TASK REQUIREMENTS:
Set down the passage of the vhost locking discussion between "OK, I agree, we" and "if it happened.", inclusive, word for word.

DOCUMENT SECTION:
OK, I agree, we can drop this one.
But it is not enough as vhost_user_notify_queue_state() is called at
several place with the lock taken.

> In addition, calling vring_state_changed in set_vring_kick is protected by lock,
> but it's not in in vhost_user_msg_handler. It looks confusing to me. Is there
> any special reason for this design?

I think we need the lock help every time the callback is called, to
avoid the case an application calls a Vhost API that would modify the vq
struct. We could get undefined behavior if it happened.

> 
>>
>> 2. The fix in your case seems to indicate that your app's
>> vring_state_changed callback called rte_vhost_async_channel_register.
>> And your fix consists in no more calling the callback, and so no more
>> calling rte_vhost_async_channel_register?
> 
> rte_vhost_async_channel_register is recommended to call in
> vring_state_changed, and vring_state_changed will be called
> by vhost_user_msg_handler.

You might want to schedule a thread to call channel registration. Maybe
using rte_set_alarm?

Regards,
Maxime

> 
> Thanks,
> Jiayu
>>
>>>  	}
>>>
>>>  	if (vq->ready) {
>>>
>
  

Patch

diff --git a/lib/librte_vhost/vhost_user.c b/lib/librte_vhost/vhost_user.c
index 399675c..a319c1c 100644
--- a/lib/librte_vhost/vhost_user.c
+++ b/lib/librte_vhost/vhost_user.c
@@ -1919,9 +1919,6 @@  vhost_user_set_vring_kick(struct virtio_net **pdev, struct VhostUserMsg *msg,
 	 */
 	if (!(dev->features & (1ULL << VHOST_USER_F_PROTOCOL_FEATURES))) {
 		vq->enabled = 1;
-		if (dev->notify_ops->vring_state_changed)
-			dev->notify_ops->vring_state_changed(
-				dev->vid, file.index, 1);
 	}
 
 	if (vq->ready) {

DATA EXCERPTS:
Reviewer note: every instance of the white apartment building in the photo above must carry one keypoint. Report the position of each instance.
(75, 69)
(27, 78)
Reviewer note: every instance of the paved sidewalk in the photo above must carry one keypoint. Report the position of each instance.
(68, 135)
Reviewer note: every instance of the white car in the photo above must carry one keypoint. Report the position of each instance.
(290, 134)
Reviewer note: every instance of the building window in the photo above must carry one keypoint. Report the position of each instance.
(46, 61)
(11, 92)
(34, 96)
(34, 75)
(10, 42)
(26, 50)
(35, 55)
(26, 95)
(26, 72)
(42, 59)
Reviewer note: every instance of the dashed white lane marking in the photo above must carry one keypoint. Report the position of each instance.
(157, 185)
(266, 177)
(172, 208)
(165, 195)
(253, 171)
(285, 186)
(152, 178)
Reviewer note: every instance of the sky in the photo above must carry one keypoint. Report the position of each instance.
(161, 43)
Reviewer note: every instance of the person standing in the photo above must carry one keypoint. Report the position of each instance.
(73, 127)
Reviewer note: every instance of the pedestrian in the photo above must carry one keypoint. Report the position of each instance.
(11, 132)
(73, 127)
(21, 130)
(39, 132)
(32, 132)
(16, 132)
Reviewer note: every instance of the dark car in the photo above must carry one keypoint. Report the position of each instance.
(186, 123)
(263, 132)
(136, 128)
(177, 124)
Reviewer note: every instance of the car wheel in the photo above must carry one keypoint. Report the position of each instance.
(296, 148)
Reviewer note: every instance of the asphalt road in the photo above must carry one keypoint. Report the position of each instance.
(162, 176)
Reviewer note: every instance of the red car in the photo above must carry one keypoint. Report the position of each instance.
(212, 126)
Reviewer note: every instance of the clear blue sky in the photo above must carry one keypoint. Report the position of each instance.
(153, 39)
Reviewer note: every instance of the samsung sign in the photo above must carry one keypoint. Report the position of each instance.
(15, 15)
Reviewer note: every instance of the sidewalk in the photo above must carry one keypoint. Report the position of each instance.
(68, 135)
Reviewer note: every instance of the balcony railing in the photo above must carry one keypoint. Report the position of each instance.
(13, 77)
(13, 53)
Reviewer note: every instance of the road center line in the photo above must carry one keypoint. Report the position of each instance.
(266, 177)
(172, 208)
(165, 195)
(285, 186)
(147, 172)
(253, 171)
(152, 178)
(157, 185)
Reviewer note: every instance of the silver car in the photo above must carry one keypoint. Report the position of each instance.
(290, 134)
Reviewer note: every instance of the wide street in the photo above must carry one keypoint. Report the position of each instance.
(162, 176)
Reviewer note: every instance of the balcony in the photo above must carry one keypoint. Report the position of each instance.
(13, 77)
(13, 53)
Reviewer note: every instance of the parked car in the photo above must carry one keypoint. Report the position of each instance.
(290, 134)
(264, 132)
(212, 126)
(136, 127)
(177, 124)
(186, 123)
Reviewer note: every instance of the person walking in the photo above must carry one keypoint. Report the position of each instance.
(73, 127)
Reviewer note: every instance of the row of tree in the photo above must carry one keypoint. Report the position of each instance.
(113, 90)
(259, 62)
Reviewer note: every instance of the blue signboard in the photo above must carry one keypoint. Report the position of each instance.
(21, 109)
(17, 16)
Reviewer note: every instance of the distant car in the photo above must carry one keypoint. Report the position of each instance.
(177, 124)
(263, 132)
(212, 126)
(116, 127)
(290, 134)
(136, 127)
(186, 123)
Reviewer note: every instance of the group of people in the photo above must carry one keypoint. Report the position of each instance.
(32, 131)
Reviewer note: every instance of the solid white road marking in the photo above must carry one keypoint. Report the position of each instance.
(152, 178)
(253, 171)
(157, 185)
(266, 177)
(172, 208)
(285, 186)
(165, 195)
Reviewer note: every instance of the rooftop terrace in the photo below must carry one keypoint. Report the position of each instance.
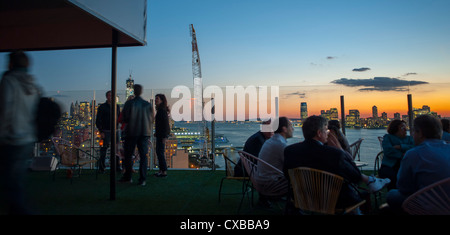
(183, 192)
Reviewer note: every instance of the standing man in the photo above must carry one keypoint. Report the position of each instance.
(138, 116)
(103, 124)
(19, 98)
(271, 182)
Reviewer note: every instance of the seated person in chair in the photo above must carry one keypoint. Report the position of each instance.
(272, 151)
(313, 153)
(427, 163)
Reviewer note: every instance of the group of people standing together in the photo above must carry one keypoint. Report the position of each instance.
(409, 163)
(136, 118)
(414, 161)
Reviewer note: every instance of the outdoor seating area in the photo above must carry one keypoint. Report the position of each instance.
(183, 192)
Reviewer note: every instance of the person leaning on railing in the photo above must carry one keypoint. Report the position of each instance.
(395, 144)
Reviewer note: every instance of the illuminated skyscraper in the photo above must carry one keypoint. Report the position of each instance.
(303, 111)
(374, 112)
(130, 87)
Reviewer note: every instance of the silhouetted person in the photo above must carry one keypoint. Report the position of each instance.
(103, 124)
(19, 96)
(138, 116)
(423, 165)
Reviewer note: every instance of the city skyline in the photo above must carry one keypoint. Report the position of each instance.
(372, 52)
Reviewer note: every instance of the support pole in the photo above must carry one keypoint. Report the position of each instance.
(112, 157)
(410, 113)
(213, 133)
(342, 114)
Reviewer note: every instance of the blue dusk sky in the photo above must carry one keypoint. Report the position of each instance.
(286, 43)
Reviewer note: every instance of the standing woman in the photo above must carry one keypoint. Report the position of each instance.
(395, 144)
(162, 131)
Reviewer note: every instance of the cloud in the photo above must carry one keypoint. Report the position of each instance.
(378, 83)
(361, 69)
(297, 93)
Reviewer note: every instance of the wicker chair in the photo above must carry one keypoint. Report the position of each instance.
(250, 163)
(431, 200)
(72, 157)
(229, 174)
(317, 191)
(355, 149)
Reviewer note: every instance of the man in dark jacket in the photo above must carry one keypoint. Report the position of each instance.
(138, 116)
(313, 153)
(103, 124)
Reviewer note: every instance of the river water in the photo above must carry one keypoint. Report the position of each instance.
(237, 134)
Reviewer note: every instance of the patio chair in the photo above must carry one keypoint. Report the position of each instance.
(72, 157)
(229, 174)
(431, 200)
(250, 163)
(317, 191)
(376, 168)
(355, 149)
(380, 139)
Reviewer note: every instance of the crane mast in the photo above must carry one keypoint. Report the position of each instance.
(198, 90)
(197, 73)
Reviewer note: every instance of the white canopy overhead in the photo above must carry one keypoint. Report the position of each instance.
(31, 25)
(71, 24)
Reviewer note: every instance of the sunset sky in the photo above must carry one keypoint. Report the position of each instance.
(372, 52)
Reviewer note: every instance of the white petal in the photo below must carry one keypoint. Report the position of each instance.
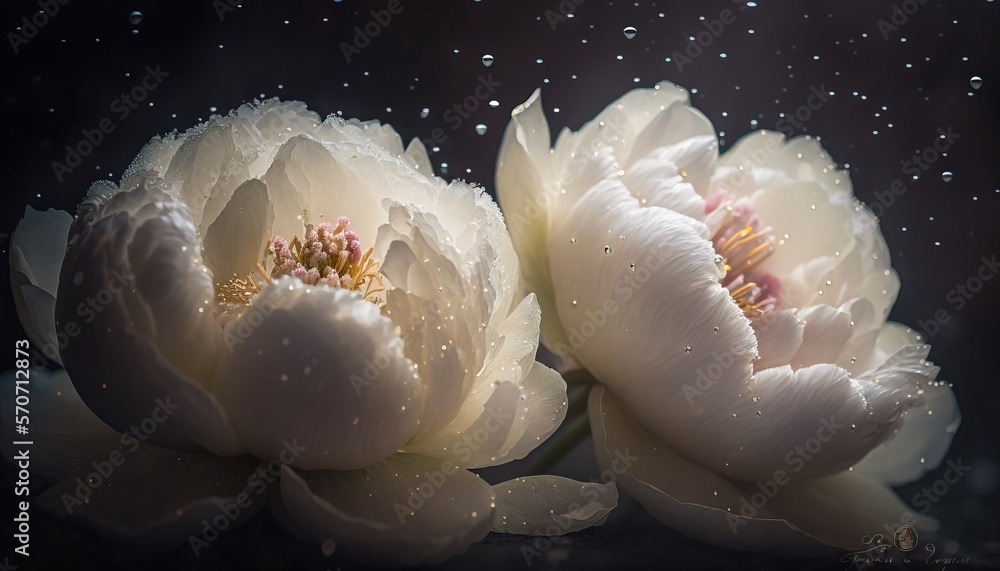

EXPECTED ANSWER:
OK, I agree, we can drop this one.
But it is not enough as vhost_user_notify_queue_state() is called at
several place with the lock taken.

> In addition, calling vring_state_changed in set_vring_kick is protected by lock,
> but it's not in in vhost_user_msg_handler. It looks confusing to me. Is there
> any special reason for this design?

I think we need the lock help every time the callback is called, to
avoid the case an application calls a Vhost API that would modify the vq
struct. We could get undefined behavior if it happened.